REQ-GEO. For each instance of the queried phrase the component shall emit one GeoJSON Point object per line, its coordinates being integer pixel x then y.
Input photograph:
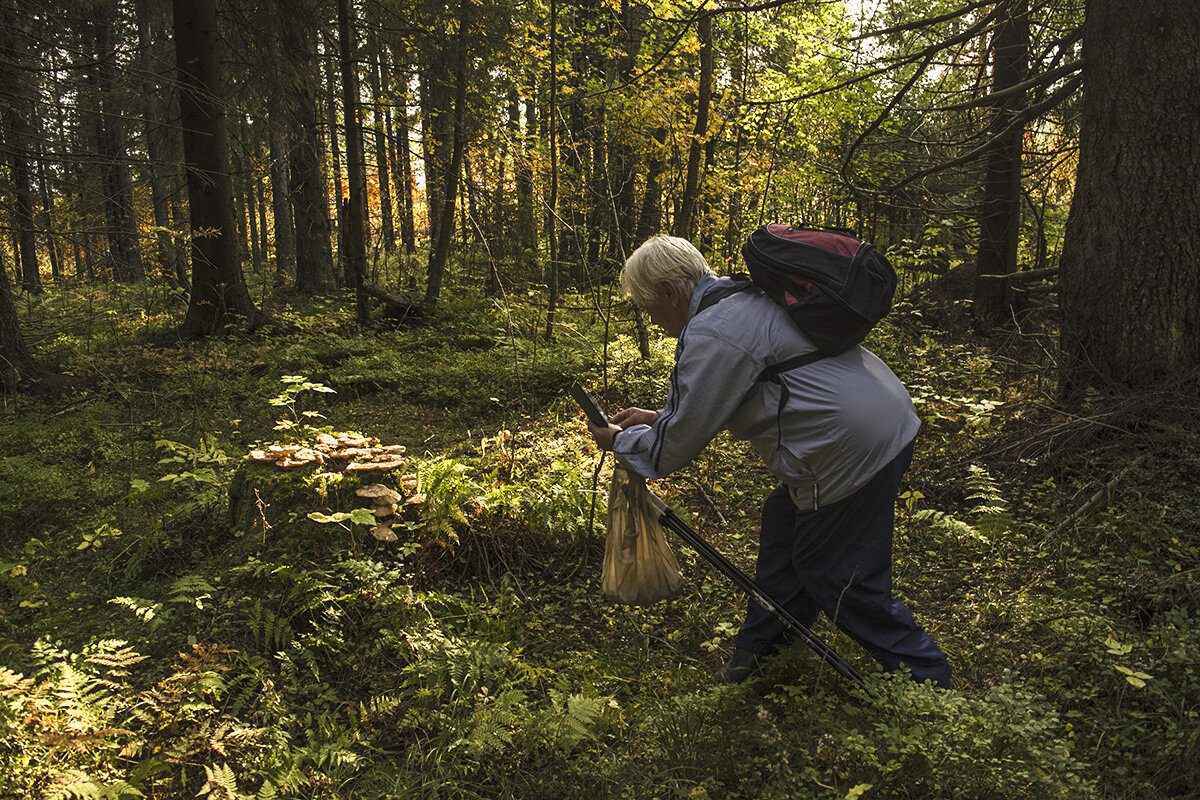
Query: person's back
{"type": "Point", "coordinates": [845, 417]}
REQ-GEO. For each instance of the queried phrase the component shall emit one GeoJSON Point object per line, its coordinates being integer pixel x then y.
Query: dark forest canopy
{"type": "Point", "coordinates": [294, 501]}
{"type": "Point", "coordinates": [409, 148]}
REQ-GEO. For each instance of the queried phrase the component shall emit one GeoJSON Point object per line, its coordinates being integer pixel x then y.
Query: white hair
{"type": "Point", "coordinates": [663, 258]}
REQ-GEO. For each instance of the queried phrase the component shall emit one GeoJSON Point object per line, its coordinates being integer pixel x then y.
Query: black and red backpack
{"type": "Point", "coordinates": [834, 286]}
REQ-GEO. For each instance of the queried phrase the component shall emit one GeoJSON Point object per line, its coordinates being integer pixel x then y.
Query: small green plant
{"type": "Point", "coordinates": [293, 386]}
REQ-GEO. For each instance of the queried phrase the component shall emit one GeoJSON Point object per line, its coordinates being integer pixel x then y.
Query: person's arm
{"type": "Point", "coordinates": [709, 380]}
{"type": "Point", "coordinates": [606, 435]}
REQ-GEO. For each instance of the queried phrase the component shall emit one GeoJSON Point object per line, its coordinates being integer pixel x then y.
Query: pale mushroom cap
{"type": "Point", "coordinates": [379, 493]}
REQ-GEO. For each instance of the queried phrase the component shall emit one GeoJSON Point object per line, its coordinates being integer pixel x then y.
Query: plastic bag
{"type": "Point", "coordinates": [639, 566]}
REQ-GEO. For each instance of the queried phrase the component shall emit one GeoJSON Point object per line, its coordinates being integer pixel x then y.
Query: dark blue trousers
{"type": "Point", "coordinates": [838, 559]}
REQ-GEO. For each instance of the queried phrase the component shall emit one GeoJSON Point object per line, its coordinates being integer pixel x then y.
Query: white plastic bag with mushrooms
{"type": "Point", "coordinates": [639, 566]}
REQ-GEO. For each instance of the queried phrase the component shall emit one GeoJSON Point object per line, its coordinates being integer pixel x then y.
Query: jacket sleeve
{"type": "Point", "coordinates": [708, 383]}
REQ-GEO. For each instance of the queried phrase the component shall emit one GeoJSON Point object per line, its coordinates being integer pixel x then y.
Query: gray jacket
{"type": "Point", "coordinates": [846, 415]}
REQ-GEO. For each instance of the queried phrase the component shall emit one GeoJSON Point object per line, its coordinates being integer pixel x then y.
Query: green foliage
{"type": "Point", "coordinates": [154, 645]}
{"type": "Point", "coordinates": [293, 386]}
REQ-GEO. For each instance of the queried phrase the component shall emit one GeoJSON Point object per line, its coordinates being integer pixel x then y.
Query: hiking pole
{"type": "Point", "coordinates": [667, 518]}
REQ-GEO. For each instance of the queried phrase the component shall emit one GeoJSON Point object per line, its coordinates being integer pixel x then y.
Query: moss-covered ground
{"type": "Point", "coordinates": [174, 624]}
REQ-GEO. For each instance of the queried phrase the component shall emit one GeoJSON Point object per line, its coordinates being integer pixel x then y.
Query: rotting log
{"type": "Point", "coordinates": [400, 307]}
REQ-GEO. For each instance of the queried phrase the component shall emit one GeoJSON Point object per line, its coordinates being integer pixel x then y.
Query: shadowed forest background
{"type": "Point", "coordinates": [258, 256]}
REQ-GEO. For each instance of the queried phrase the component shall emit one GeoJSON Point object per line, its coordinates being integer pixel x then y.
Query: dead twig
{"type": "Point", "coordinates": [1097, 499]}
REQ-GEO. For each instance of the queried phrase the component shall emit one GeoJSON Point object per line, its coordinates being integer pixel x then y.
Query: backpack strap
{"type": "Point", "coordinates": [742, 282]}
{"type": "Point", "coordinates": [772, 373]}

[Exercise instructions]
How many lines of the listing contain the word "jacket", matching case exactly? Give only the number.

[Exercise solution]
2